Exercise aim >>
Format every line of the records below as one numbered list, omitting blank lines and leaving out the pictures.

======== Data ========

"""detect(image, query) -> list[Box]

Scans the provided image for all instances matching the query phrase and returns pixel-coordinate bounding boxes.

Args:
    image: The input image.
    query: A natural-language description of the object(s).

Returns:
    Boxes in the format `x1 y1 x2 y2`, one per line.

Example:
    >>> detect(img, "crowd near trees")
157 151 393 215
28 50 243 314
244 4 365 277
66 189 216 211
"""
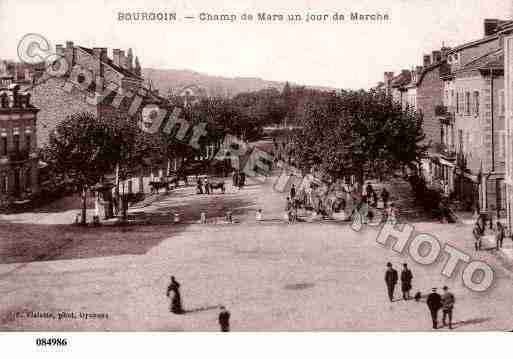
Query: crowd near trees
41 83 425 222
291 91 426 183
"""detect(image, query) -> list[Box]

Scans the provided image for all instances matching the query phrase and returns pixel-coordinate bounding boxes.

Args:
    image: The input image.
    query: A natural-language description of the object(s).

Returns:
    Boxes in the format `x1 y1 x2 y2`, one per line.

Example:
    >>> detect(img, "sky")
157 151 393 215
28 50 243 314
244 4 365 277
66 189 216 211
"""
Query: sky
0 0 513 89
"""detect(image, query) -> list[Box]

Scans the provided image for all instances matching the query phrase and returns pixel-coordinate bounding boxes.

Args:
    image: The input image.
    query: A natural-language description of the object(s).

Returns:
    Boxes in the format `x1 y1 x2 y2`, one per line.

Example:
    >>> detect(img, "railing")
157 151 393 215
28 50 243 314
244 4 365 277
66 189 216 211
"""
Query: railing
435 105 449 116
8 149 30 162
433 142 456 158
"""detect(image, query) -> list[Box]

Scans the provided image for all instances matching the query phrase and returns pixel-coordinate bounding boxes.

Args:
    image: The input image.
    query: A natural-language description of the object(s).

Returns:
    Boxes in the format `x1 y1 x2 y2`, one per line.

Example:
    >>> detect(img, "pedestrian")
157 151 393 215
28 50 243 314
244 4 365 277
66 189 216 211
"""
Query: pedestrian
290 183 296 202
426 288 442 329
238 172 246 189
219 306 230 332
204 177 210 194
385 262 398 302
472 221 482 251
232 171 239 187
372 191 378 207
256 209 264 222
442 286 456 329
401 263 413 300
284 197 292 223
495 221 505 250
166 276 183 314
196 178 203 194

========

Answer for the task >>
1. """detect(image, query) -> list[Box]
2. Scans the provided image for all instances matching the query phrase and returns pixel-coordinate bounding boxes.
3. Args:
4.     image: The input image.
5.     query: A natural-language description of the object(s).
6. Returns:
7.     Boxes in the format `x1 y1 x2 y2`, one per line.
8. Example:
9.     >>> detect(img, "crowd near trees")
10. 157 151 393 215
11. 28 50 243 314
12. 244 4 365 277
13. 66 189 216 211
14. """
15. Query: crowd near trees
16. 41 83 425 222
17. 291 91 426 183
18. """detect(image, query) -> list[Box]
19. Scans the provided image for all instances matching the query phrase and returns pixel-coordinate bounding boxes.
20. Args:
21.     image: The input image.
22.     query: A natural-language description of the object(s).
23. Returns:
24.     Boxes in the format `x1 y1 x2 y2`, one per line.
25. Example:
26.     >>> detect(img, "sky")
27. 157 151 393 215
28. 28 50 243 314
29. 244 4 365 277
30. 66 189 216 211
31. """
32. Query: sky
33. 0 0 513 89
34. """detect(image, query) -> list[Box]
35. Scans the provided image for all instances matching the query phrase and returns pixel-coordinate bounding boxes.
36. Args:
37.     image: The input image.
38.     query: A natural-language description of the object(s).
39. Returns:
40.     Boxes in the format `x1 y1 x2 y2`, one per line.
41. Example:
42.     >>> detect(img, "railing")
43. 157 151 393 215
44. 28 50 243 314
45. 244 4 365 277
46. 66 189 216 211
47. """
48. Query: railing
49. 435 105 449 116
50. 8 149 30 162
51. 433 142 456 158
52. """detect(image, query) -> list[Box]
53. Scans the provided image for all instances matching the query phrase and returns pixel-coordinate bounding boxes.
54. Args:
55.     image: The input image.
56.     query: A natural-language description of the object(s).
57. Returns:
58.     Boxes in the format `x1 y1 x2 y2`, one per line.
59. Example:
60.     >>> detect(img, "pedestrian")
61. 157 151 393 215
62. 28 50 243 314
63. 244 4 365 277
64. 66 189 216 211
65. """
66. Query: pedestrian
67. 290 183 296 202
68. 426 288 442 329
69. 238 172 246 189
70. 219 306 230 332
71. 204 177 210 194
72. 385 262 398 302
73. 472 221 482 251
74. 232 171 239 187
75. 372 191 378 207
76. 256 209 264 222
77. 442 286 456 329
78. 401 263 413 300
79. 284 197 292 223
80. 495 221 505 250
81. 166 276 183 314
82. 196 178 203 194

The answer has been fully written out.